**To do:** Reproduce every one of the records below word for word, with no changes or omissions.

**** Dataset rows ****

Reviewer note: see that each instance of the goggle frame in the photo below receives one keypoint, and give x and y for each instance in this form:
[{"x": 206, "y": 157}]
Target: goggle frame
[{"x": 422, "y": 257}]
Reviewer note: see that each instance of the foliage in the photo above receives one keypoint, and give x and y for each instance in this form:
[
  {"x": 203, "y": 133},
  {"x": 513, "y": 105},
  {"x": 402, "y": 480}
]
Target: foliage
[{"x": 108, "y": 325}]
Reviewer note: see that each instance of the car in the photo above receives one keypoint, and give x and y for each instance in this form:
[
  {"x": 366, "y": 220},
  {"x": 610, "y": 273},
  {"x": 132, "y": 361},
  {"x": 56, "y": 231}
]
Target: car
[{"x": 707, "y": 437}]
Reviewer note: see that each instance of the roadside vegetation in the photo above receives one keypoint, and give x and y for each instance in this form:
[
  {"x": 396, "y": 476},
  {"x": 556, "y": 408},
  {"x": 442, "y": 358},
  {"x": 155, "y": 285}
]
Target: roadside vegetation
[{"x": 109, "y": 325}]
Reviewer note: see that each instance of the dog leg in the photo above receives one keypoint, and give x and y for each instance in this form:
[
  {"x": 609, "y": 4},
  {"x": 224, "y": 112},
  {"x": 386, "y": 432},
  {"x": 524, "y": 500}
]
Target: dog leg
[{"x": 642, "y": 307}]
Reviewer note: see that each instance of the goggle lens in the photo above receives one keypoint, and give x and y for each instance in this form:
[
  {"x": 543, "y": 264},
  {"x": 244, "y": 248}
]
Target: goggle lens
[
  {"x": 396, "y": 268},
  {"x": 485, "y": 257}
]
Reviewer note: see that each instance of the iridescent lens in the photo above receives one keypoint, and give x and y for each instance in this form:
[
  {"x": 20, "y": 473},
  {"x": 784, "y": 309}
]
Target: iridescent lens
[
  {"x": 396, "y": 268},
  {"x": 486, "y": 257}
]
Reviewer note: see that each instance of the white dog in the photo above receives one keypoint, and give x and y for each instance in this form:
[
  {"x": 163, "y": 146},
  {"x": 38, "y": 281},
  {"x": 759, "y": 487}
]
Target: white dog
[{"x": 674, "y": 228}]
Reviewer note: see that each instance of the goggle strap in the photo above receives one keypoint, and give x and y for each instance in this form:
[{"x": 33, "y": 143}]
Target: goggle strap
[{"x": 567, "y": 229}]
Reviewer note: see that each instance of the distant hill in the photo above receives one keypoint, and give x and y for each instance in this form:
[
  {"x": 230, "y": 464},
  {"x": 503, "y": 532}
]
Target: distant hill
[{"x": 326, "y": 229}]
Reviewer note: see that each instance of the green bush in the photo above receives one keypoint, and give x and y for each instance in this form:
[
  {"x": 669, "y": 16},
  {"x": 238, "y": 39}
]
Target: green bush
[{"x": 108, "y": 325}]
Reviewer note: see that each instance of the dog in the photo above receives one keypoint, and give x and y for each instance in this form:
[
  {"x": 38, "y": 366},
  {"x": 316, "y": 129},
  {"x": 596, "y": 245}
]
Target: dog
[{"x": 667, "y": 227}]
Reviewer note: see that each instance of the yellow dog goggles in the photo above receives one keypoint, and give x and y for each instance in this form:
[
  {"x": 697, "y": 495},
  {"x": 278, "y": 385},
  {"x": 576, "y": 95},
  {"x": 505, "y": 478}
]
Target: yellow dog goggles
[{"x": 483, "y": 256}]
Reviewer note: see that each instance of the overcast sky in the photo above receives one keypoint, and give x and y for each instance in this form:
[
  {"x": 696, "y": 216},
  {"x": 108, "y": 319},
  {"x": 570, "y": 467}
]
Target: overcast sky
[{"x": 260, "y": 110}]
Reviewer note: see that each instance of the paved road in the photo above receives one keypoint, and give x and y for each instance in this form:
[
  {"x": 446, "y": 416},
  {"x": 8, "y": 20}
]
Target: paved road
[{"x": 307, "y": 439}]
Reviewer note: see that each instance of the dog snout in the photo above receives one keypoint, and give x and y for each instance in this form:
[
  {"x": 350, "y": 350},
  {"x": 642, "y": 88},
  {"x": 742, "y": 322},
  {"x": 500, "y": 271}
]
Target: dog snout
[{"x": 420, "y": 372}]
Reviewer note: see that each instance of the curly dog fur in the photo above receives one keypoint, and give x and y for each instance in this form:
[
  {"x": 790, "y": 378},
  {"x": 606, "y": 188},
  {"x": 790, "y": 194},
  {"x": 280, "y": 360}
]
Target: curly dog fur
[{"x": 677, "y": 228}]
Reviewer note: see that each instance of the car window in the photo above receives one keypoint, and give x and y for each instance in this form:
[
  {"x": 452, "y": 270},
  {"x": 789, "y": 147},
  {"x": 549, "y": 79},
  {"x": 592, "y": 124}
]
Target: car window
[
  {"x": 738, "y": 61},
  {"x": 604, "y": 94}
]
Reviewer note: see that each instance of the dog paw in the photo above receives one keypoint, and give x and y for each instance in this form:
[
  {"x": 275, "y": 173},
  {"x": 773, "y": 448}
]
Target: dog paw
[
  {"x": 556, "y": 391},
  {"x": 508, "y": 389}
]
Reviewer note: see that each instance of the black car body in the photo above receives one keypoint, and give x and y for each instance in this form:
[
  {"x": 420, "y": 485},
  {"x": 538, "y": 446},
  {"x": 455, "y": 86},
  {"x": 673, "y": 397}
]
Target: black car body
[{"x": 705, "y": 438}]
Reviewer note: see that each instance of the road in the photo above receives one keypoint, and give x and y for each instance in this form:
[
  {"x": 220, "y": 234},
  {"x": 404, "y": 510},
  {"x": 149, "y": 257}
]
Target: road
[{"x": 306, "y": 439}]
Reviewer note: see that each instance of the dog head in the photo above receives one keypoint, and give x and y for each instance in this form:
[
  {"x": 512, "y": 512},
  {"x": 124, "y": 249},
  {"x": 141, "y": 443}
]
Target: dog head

****

**Result:**
Reviewer note: see that each instance of the goggle frame in the photo below receives one keypoint, and give x and y for each instance in this form:
[{"x": 206, "y": 157}]
Target: goggle frame
[{"x": 422, "y": 257}]
Reviewer note: see that each instance of the foliage in the photo above receives one keypoint, and give x and y for each instance in this form:
[
  {"x": 203, "y": 133},
  {"x": 513, "y": 105},
  {"x": 402, "y": 480}
]
Target: foliage
[{"x": 108, "y": 325}]
Reviewer note: see that each instance of the car in the photo above receives one keypoint, and give x and y for each instance in this form:
[
  {"x": 366, "y": 220},
  {"x": 610, "y": 273},
  {"x": 132, "y": 361},
  {"x": 56, "y": 231}
]
Target: car
[{"x": 707, "y": 437}]
Reviewer note: see that each instance of the roadside vegetation in the photo above receives one keypoint, and give x and y for each instance in this form:
[
  {"x": 396, "y": 476},
  {"x": 556, "y": 408},
  {"x": 442, "y": 358},
  {"x": 155, "y": 285}
]
Target: roadside vegetation
[{"x": 109, "y": 325}]
Reviewer note: see that each instance of the dog leg in the photo above receives one keypoint, and give x and y for each instance in this form:
[
  {"x": 609, "y": 4},
  {"x": 224, "y": 112},
  {"x": 386, "y": 432},
  {"x": 524, "y": 500}
]
Target: dog leg
[{"x": 642, "y": 307}]
Reviewer note: see that each instance of the goggle lens in the photo above receives one keypoint, and give x and y for each instance in this form:
[
  {"x": 543, "y": 264},
  {"x": 244, "y": 248}
]
Target: goggle lens
[
  {"x": 396, "y": 268},
  {"x": 485, "y": 257}
]
Reviewer note: see that each instance of the iridescent lens in the photo above receives one keypoint, and give x and y for each instance in this form:
[
  {"x": 20, "y": 473},
  {"x": 784, "y": 309}
]
Target: iridescent lens
[
  {"x": 396, "y": 268},
  {"x": 486, "y": 257}
]
Reviewer note: see that each instance of the white dog in the photo above receives one keypoint, and give x and y for each instance in this form:
[
  {"x": 163, "y": 146},
  {"x": 38, "y": 281},
  {"x": 759, "y": 487}
]
Target: white dog
[{"x": 674, "y": 228}]
Reviewer note: see that each instance of the goggle strap in the photo above receives one keypoint, and give x and y for each instance in this form:
[{"x": 33, "y": 143}]
Target: goggle strap
[{"x": 567, "y": 229}]
Reviewer note: see that each instance of the distant hill in the photo above receives one keypoint, and give x and y for each instance in this form:
[
  {"x": 230, "y": 464},
  {"x": 503, "y": 532}
]
Target: distant hill
[{"x": 326, "y": 229}]
Reviewer note: see that each instance of the green bush in the photo above receives one keypoint, and give x and y for each instance in this form:
[
  {"x": 669, "y": 16},
  {"x": 238, "y": 39}
]
Target: green bush
[{"x": 108, "y": 325}]
Reviewer note: see that each instance of the dog in the photo above receives one keypoint, and give x and y for each instance in this form:
[
  {"x": 38, "y": 366},
  {"x": 316, "y": 129},
  {"x": 596, "y": 245}
]
Target: dog
[{"x": 667, "y": 227}]
Reviewer note: see that each instance of the yellow dog goggles in the photo above receives one keypoint, and give x and y for each instance in this form:
[
  {"x": 697, "y": 495},
  {"x": 278, "y": 385},
  {"x": 576, "y": 95},
  {"x": 505, "y": 478}
]
Target: yellow dog goggles
[{"x": 483, "y": 256}]
Reviewer note: see that each instance of the overcast sky in the photo above receives one keypoint, and give x and y for each instance in this form:
[
  {"x": 696, "y": 216},
  {"x": 108, "y": 319},
  {"x": 570, "y": 467}
]
Target: overcast sky
[{"x": 260, "y": 110}]
Reviewer note: see that each instance of the paved road in the photo above receives one keypoint, and give x and y for each instance in this form:
[
  {"x": 446, "y": 416},
  {"x": 8, "y": 20}
]
Target: paved road
[{"x": 307, "y": 439}]
Reviewer note: see that each instance of the dog snout in the photo above receives one keypoint, and give x and y for each instance in this form:
[
  {"x": 350, "y": 350},
  {"x": 642, "y": 88},
  {"x": 742, "y": 322},
  {"x": 500, "y": 271}
]
Target: dog snout
[{"x": 420, "y": 372}]
Reviewer note: see that each instance of the curly dog fur in the photo above receives one keypoint, and give x and y for each instance in this form:
[
  {"x": 790, "y": 378},
  {"x": 606, "y": 188},
  {"x": 790, "y": 194},
  {"x": 280, "y": 360}
]
Target: curly dog fur
[{"x": 677, "y": 228}]
Reviewer note: see that each instance of the car window in the photo above receives one keypoint, and give x and y for each instance in this form:
[
  {"x": 452, "y": 270},
  {"x": 789, "y": 147},
  {"x": 549, "y": 79},
  {"x": 592, "y": 124}
]
Target: car window
[
  {"x": 738, "y": 61},
  {"x": 604, "y": 94}
]
Reviewer note: see that each instance of the dog paw in the photo above receives one keypoint, and give x and y for each instance in this form:
[
  {"x": 275, "y": 173},
  {"x": 773, "y": 448}
]
Target: dog paw
[
  {"x": 556, "y": 391},
  {"x": 508, "y": 389}
]
Reviewer note: see that each instance of the black car body in the photo above receives one keypoint, and give x and y for each instance in this form:
[
  {"x": 420, "y": 485},
  {"x": 538, "y": 446},
  {"x": 455, "y": 86},
  {"x": 673, "y": 397}
]
Target: black car body
[{"x": 705, "y": 438}]
Reviewer note: see that each instance of the road in the photo above receives one keypoint, and give x and y for each instance in this form:
[
  {"x": 220, "y": 234},
  {"x": 404, "y": 510},
  {"x": 149, "y": 257}
]
Target: road
[{"x": 306, "y": 439}]
Reviewer note: see that each instance of the dog head in the photo above receives one keypoint, and give x and y for each instance in this form:
[
  {"x": 512, "y": 512},
  {"x": 124, "y": 249},
  {"x": 141, "y": 443}
]
Target: dog head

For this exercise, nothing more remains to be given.